Finance : La Chine trouve son autoroute en devises

Discrètement, mais non sans fierté, la Banque Centrale chinoise laisse filtrer la nouvelle : d’ici décembre au plus tard, ses difficultés techniques rencontrées l’an passé étant résolues, le CIPS (China International Payment System) entrera en fonction fin 2015 au plus tard, permettant les paiements en renminbi depuis l’étranger. Il est aujourd’hui encore testé par 20 banques (13 chinoises et 7 étrangères).

Jusqu’alors, les échanges se font via le réseau occidental SWIFT, lequel annonçait début janvier que le yuan se hissait à la 5ème place du classement des devises les plus utilisées en 2014.

Pour l’heure, pour facturer de l’étranger vers la Chine ou vice-versa, il faut passer par les quelques banques de compensation en RMB offshore (dites de « clearing ») ouvertes à Hong Kong, Singapour, Luxembourg, Londres ou Paris, ou recourir à une banque chinoise depuis la Chine. 

Dès son lancement, le CIPS supprimera les intermédiaires, d’où un gain de temps et de frais de commissions, loin d’être négligeables. De 1946 à 2002, l’historien des finances Niv Horesh (Université de Nottingham), cite un gain du trésor américain de 953 trillions de dollars. Et dans le cas où le CIPS s’imposerait comme l’instrument de paiement en Asie du Sud-Est et de l’Est, la Banque Centrale chinoise encaisserait 744 trillions de yuans sur 10 ans. Disparaitront aussi les délais techniques empêchant les paiements à certaines heures, tout comme les erreurs de traduction qui occasionnent le retard ou la perte des fonds. 

Au profit de l’Etat, le CIPS accélérera la banalisation du yuan dans le monde et l’émergence de la Chine en puissance monétaire. En réduisant son usage des devises étrangères, la Chine réduira aussi son risque de change sur ses réserves. 

Une raison à l’accélération du CIPS a été l’exclusion de la Russie du réseau SWIFT, comme sanction pour sa guerre ukrainienne. Dès lors en février, Moscou a lancé son propre mécanisme, avec 91 banques pour commencer. Pékin se devait d’emboiter le pas pour se prémunir d’un risque identique et pour soutenir le réseau russe –seul, il demeurait inefficace. 

La dernière raison n’est pas la moindre : l’affaire Snowden a révélé la capacité de la NSA à craquer le réseau SWIFT et les affaires de la Chine hors frontières, qui ne peut pas tolérer un si puissant espionnage.
Pour le réseau CIPS, le compte à rebours est engagé. Quelles conséquences peut- on dès maintenant en attendre ?

+--

## [Tâche à réaliser]
Répondez à ces questions sur le texte consacré au CIPS :
1. Combien de banques testent aujourd'hui le CIPS, et comment se répartissent-elles ?
2. Selon SWIFT, à quelle place du classement des devises les plus utilisées en 2014 le yuan s'est-il hissé ?
3. Avec combien de banques Moscou a-t-il lancé son propre mécanisme en février ?

## [Entrées fournies]
+--

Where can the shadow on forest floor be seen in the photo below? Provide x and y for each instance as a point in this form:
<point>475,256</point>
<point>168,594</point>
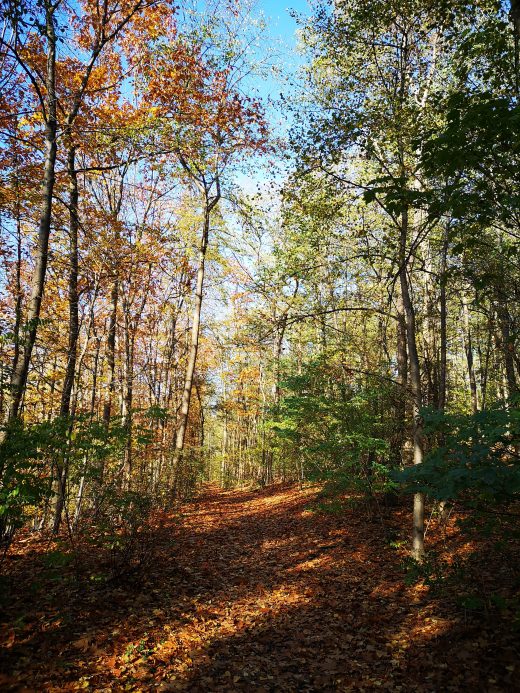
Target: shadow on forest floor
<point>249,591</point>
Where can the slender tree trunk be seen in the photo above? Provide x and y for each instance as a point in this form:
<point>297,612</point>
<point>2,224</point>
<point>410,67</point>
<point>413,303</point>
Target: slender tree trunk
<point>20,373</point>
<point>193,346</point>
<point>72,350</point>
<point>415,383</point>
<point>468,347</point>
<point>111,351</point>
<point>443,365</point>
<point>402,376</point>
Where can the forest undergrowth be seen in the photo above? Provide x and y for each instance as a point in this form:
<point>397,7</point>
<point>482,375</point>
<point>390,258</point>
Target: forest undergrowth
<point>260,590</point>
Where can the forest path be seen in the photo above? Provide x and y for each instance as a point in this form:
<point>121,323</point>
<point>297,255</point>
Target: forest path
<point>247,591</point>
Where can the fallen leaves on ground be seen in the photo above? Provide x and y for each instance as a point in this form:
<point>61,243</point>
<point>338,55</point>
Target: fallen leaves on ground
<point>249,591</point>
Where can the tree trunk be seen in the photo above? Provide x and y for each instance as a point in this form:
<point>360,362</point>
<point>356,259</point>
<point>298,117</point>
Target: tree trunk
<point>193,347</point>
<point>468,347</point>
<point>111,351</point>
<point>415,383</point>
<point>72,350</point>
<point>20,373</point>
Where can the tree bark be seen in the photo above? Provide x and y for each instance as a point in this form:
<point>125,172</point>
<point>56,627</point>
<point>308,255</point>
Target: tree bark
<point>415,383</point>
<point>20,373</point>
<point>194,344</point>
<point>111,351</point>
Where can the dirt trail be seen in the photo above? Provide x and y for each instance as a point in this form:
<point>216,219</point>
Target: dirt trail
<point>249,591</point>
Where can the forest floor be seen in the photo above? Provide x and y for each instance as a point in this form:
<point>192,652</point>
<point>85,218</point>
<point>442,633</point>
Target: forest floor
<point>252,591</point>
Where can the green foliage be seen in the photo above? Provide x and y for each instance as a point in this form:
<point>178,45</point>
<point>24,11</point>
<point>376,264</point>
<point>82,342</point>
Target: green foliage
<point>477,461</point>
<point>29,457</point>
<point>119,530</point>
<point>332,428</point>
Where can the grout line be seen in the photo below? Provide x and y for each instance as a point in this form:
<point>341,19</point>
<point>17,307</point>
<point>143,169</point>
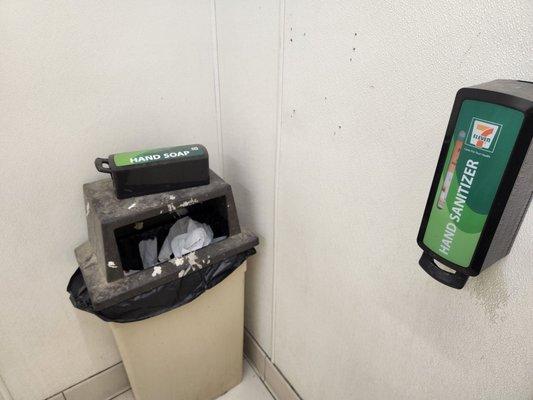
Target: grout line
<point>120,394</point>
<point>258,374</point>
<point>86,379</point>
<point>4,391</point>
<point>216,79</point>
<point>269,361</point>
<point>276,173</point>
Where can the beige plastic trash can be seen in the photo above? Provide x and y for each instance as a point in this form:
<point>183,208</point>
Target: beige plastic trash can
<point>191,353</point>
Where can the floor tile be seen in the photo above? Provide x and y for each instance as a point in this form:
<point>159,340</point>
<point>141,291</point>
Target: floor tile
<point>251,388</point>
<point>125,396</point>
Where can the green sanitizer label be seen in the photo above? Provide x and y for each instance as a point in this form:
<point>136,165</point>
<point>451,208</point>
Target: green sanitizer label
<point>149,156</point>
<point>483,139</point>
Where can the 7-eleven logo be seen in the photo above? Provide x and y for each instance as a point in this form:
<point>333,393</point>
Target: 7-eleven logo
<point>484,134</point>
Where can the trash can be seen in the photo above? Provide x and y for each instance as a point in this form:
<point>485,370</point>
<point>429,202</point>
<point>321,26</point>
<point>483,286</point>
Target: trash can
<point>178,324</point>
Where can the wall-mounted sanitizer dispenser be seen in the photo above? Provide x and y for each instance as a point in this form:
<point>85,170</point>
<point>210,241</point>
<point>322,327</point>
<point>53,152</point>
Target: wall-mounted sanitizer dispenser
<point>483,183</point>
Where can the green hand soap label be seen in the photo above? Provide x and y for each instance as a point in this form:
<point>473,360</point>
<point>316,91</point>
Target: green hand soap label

+--

## [Corrigé de l'exercice]
1. Le CIPS est testé par 20 banques : 13 chinoises et 7 étrangères.
2. Le yuan s'est hissé à la 5e place.
3. Moscou a lancé son mécanisme avec 91 banques.